# Trecho de origem:
#####
Comissão Nacional da Verdade
A Câmara aprovou a Comissão Nacional da Verdade em reunião tensa e com um acordo obtido aos 47 minutos do segundo tempo. A meu juízo o acordo não alterou a essência da CNV. Não poderão ser indicados dirigentes partidários, pessoas que detenham cargos comissionados ou que não tenham condições de atuar com imparcialidade. Parece-me óbvio que a própria presidenta usaria estes critérios.
O importante é que foi aprovada a Comissão Nacional da Verdade, com sete pessoas éticas, íntegras e comprometidas com os direitos humanos e que passarão à limpo as violações na ditadura e produzirão um relatório ao cabo de dois anos.
A CNV terá o poder de convocar pessoas e de requisitar documentos em qualquer grau de sigilo. Agora o projeto irá para o Senado.
CNV: eu estive lá
Como ex-deputado pude acompanhar dentro do plenário desde as 13 horas até o final, depois das 23 horas. Minha presença foi saudada na tribuna por vários deputados como Amauri Teixeira (no exercício da presidência), Luiza Erundina, Janete Pietá, Emiliano José, Domingos Dutra, Assis Couto. E fora da tribuna por dezenas de deputados de todos os partidos.
Mas minha presença provocou a ira descontrolada do deputado Jair Bolsonaro que, em todas as intervenções, dirigiu-se a mim de forma provocativa e até truculenta, mas não é levado a sério.
De algum modo pude contribuir, dialogando com deputados do PSOL, com Luiza Erundina e deputados do PT com críticas de boa fé e com deputados confusos quanto ao projeto da CNV.
O projeto despertou também o reacionarismo, o quanto para alguns a democracia é palavra vazia. Mas somente 42 votaram contra a urgência, querendo postergar a votação. Foram 351 votos que permitiram a aprovação na mesma histórica noite de 21 de setembro, dia do começo da primavera.
#####
Itens armazenados
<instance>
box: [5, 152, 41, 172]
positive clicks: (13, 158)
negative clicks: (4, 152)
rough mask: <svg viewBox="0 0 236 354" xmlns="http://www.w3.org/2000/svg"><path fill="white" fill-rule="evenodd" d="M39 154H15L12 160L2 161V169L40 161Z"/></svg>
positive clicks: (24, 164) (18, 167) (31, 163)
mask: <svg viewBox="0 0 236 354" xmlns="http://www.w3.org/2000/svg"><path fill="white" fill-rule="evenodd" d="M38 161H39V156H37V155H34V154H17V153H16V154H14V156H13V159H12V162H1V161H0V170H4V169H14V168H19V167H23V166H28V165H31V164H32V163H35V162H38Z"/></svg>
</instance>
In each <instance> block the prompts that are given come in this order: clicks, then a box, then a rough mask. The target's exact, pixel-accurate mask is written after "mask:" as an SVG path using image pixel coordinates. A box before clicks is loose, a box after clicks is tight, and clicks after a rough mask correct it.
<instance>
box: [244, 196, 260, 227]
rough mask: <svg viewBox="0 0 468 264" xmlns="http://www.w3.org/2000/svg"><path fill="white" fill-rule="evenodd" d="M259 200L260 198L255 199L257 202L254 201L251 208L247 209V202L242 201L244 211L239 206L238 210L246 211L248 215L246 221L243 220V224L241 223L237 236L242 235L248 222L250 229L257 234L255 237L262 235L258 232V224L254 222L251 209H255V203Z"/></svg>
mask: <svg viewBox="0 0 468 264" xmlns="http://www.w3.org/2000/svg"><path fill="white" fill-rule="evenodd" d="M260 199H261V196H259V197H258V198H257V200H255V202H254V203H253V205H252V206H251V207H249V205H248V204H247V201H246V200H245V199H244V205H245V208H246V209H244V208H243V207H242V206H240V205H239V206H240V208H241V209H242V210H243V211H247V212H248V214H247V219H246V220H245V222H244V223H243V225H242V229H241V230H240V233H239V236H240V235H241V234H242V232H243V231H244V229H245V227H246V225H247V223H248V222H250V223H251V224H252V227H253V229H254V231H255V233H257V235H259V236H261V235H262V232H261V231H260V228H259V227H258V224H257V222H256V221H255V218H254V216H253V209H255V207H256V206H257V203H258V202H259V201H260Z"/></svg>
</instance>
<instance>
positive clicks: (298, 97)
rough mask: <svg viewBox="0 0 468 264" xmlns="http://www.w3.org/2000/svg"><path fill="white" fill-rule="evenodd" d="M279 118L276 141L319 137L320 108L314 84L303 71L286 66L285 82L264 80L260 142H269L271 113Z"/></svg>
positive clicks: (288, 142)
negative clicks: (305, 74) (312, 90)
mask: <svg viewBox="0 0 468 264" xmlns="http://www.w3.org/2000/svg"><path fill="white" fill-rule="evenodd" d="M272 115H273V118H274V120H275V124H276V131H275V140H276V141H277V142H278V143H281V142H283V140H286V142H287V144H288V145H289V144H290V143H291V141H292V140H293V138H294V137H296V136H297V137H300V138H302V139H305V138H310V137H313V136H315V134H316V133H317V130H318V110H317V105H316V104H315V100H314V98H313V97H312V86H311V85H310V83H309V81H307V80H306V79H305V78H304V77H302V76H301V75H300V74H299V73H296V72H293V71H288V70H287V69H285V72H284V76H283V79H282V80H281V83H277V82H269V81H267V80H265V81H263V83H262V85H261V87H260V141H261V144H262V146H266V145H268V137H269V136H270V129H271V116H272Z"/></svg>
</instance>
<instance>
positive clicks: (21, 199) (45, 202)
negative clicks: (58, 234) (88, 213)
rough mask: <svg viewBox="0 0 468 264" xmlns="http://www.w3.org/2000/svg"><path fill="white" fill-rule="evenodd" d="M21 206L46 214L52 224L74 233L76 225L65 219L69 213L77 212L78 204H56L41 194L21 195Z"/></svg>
#####
# Enunciado da tarefa:
Transcreva sem nenhuma alteração o trecho do texto sobre a Comissão Nacional da Verdade que vai de "Mas minha presença" até "projeto da CNV.".

# Resposta do exercício:
Mas minha presença provocou a ira descontrolada do deputado Jair Bolsonaro que, em todas as intervenções, dirigiu-se a mim de forma provocativa e até truculenta, mas não é levado a sério.
De algum modo pude contribuir, dialogando com deputados do PSOL, com Luiza Erundina e deputados do PT com críticas de boa fé e com deputados confusos quanto ao projeto da CNV.